START Excerpted records
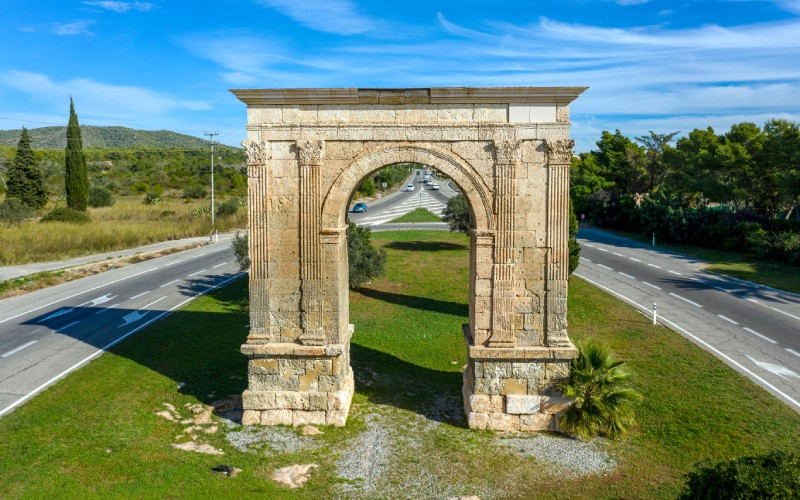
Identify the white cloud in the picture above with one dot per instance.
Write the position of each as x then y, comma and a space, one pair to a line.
122, 7
331, 16
97, 99
73, 28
END Excerpted records
Rewrite all of the data above as a JSON list of strings, one string per line, with blank lines dropped and the pictures left out.

[
  "Identify the white cloud in the picture above with one dot per instance.",
  "Write the position of each as x then y, comma and a space, one pair to a line.",
  "122, 7",
  "331, 16",
  "97, 99",
  "73, 28"
]